Segment Start: RECORDS FOR THE EXERCISE
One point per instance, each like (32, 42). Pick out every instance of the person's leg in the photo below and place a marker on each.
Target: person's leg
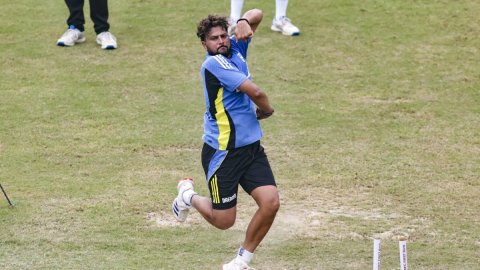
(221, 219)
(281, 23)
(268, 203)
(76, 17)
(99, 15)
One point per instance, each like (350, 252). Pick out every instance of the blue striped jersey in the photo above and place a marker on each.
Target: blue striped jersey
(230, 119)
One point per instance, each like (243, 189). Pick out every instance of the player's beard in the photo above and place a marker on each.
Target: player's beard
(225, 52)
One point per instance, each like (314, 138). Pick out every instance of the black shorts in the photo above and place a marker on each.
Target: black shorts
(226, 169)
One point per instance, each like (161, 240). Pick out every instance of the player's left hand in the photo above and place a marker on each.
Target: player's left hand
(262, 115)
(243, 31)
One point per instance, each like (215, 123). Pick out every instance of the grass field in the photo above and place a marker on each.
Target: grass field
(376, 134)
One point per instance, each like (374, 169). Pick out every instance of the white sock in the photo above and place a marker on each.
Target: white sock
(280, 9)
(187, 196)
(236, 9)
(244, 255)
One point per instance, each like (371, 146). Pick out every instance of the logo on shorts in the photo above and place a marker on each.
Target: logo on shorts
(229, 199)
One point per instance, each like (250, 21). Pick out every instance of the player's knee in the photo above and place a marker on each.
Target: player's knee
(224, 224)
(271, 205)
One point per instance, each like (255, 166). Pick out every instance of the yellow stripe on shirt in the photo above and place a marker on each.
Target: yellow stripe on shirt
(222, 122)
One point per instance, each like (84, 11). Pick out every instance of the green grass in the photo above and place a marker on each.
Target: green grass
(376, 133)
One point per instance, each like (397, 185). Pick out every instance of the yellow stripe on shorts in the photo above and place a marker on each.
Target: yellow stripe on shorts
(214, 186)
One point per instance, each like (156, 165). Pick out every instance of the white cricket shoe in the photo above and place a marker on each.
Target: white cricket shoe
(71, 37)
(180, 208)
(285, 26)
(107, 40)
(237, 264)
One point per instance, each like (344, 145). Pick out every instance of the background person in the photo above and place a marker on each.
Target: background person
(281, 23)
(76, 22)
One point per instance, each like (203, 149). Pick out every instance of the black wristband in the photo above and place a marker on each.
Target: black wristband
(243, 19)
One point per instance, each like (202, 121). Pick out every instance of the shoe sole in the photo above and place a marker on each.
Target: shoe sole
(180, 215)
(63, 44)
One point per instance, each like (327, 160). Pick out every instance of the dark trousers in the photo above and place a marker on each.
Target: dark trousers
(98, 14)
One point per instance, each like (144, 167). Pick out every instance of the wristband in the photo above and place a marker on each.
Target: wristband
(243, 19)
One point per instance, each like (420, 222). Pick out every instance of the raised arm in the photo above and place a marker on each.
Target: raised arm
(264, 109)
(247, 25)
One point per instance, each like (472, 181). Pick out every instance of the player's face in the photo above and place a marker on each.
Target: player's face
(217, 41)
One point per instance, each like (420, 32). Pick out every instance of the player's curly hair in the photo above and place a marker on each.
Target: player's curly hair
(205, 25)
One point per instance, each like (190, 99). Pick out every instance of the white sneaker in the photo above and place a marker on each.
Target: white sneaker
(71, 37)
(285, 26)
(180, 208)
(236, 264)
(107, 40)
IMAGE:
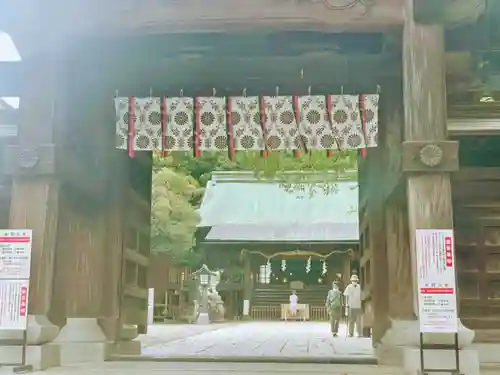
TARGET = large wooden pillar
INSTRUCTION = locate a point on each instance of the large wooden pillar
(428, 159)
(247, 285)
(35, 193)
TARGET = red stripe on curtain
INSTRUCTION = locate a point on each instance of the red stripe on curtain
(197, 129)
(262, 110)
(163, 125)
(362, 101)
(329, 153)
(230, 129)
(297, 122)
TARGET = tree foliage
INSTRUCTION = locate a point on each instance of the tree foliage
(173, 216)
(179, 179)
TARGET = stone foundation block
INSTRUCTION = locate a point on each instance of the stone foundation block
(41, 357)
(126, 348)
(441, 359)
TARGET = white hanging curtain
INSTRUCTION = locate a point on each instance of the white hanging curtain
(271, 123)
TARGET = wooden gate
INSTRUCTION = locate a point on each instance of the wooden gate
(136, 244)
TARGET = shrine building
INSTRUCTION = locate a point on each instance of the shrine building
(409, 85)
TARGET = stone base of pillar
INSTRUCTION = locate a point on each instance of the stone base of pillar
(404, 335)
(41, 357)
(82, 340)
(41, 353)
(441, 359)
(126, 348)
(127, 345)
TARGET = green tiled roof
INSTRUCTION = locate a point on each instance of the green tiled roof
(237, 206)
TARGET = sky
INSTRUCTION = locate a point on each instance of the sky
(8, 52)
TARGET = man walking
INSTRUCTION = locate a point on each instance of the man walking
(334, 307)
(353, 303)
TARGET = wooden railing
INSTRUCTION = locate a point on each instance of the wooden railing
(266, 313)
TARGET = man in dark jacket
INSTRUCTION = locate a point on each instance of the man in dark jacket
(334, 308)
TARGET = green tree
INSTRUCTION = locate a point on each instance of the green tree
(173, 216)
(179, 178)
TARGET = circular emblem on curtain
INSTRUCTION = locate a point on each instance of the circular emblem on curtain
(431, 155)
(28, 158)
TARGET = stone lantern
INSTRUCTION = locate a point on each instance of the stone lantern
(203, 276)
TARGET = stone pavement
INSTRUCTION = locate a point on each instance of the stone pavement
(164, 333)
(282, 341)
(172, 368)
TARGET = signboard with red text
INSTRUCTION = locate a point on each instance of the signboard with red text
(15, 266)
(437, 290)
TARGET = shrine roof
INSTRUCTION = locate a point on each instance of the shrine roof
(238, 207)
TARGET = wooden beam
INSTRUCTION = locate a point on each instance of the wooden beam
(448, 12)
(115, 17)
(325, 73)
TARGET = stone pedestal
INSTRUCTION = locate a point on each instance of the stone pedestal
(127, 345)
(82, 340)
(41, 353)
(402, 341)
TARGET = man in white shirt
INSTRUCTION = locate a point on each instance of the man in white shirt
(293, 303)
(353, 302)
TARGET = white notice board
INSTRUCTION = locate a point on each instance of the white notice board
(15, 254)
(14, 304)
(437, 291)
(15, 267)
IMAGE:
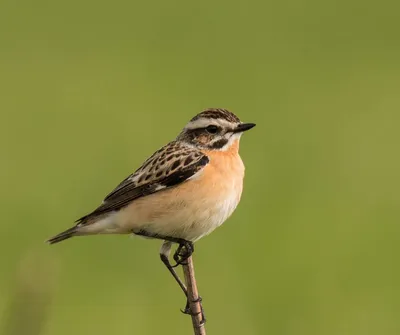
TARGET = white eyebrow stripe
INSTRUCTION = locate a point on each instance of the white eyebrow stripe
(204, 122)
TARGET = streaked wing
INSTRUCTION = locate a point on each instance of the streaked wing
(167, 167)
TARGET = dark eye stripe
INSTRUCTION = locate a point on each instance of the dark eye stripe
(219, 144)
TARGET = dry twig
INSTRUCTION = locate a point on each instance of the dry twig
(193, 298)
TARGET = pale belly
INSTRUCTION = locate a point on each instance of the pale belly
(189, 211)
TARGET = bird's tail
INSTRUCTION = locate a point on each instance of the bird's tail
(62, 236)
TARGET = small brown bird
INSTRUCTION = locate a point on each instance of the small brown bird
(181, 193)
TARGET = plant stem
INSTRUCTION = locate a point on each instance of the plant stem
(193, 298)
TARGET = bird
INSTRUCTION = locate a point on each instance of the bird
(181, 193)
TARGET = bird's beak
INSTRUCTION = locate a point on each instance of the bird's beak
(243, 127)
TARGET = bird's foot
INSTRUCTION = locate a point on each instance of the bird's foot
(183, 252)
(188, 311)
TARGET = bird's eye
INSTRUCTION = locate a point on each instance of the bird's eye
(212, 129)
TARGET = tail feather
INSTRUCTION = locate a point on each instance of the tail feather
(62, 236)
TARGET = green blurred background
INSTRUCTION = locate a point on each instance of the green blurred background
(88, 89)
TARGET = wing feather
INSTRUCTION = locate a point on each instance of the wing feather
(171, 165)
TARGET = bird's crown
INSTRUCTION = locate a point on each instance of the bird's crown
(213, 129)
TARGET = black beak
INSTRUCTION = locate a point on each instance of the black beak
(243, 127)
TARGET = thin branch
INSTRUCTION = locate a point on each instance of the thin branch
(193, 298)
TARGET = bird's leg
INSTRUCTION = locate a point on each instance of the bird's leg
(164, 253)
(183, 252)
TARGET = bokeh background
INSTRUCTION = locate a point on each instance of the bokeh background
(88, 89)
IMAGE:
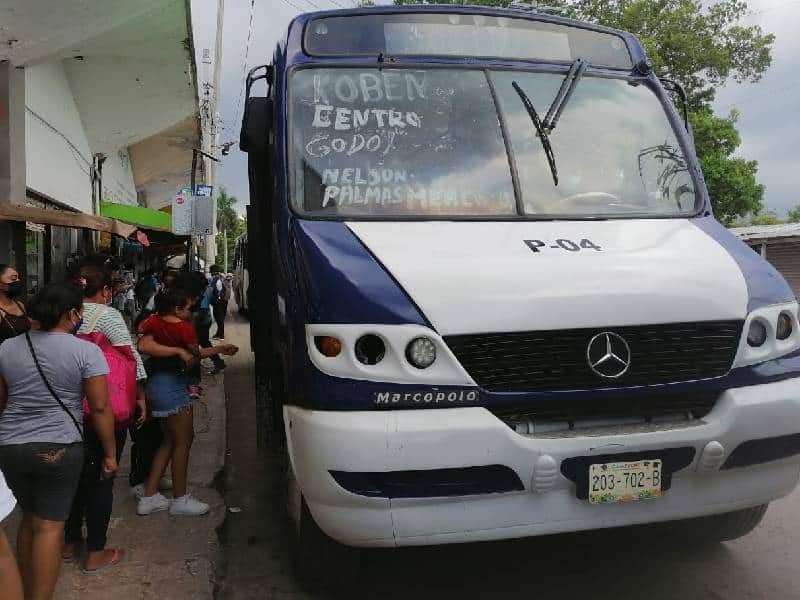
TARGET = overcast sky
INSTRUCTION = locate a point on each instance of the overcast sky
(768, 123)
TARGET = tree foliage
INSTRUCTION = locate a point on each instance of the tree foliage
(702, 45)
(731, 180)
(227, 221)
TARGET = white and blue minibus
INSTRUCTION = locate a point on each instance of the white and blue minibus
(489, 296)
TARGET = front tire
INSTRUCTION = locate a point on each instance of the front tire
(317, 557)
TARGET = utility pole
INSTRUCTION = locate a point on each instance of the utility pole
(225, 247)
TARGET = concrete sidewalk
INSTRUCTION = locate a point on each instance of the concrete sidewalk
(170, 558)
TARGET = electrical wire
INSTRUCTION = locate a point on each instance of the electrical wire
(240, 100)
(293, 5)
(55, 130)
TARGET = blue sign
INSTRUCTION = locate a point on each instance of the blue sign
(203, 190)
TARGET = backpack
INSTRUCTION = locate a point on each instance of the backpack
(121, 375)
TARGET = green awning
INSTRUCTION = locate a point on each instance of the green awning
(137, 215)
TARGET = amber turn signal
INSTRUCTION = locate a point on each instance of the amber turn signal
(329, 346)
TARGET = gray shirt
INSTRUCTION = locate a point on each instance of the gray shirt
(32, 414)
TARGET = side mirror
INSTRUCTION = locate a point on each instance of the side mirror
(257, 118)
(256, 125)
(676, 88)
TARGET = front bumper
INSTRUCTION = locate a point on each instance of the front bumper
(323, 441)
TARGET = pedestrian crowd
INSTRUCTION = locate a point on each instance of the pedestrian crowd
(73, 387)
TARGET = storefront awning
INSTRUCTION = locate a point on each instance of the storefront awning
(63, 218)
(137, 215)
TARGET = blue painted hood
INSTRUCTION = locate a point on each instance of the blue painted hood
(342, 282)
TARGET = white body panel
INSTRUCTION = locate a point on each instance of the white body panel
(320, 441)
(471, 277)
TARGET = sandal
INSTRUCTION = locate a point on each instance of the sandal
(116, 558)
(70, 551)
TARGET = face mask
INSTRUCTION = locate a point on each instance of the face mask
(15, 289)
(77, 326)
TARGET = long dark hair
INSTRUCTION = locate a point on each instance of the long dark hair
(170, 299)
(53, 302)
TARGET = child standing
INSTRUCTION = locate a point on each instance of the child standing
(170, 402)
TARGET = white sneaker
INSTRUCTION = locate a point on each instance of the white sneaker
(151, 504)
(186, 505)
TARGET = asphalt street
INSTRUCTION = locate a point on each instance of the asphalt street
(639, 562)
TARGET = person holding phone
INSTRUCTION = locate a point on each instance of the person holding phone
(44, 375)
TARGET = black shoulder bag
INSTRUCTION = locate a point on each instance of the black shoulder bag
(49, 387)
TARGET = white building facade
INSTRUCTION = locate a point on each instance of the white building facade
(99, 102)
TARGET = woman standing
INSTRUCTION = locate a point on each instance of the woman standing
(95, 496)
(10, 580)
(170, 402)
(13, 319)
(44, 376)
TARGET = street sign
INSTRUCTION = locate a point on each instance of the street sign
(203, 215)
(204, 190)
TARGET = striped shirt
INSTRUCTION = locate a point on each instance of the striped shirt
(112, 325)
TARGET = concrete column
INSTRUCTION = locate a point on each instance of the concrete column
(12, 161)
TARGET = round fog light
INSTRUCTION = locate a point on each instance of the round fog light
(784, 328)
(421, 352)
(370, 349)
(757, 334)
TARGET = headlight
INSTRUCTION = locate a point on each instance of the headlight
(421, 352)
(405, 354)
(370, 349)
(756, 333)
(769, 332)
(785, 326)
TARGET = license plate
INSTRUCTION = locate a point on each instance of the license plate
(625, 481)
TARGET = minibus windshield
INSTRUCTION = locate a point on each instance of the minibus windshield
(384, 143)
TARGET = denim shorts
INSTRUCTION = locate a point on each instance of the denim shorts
Segment End: RECORDS FOR THE EXERCISE
WORK TO BE COMPLETED
Among the entries above, find the line with "TARGET = concrete column" and the line with "TARGET = license plate"; give again exactly these two lines and all lines between them.

OUTPUT OF THE EXERCISE
TARGET = concrete column
INSTRUCTION = locate a point on each instance of the concrete column
(12, 161)
TARGET = round fog light
INSTRUCTION = locate a point on each instance of the round fog light
(784, 328)
(421, 352)
(370, 349)
(757, 334)
TARGET = headlight
INSTRUCTION = locate a point on each instance of the headlight
(421, 352)
(405, 354)
(370, 349)
(756, 333)
(769, 332)
(785, 326)
TARGET = license plate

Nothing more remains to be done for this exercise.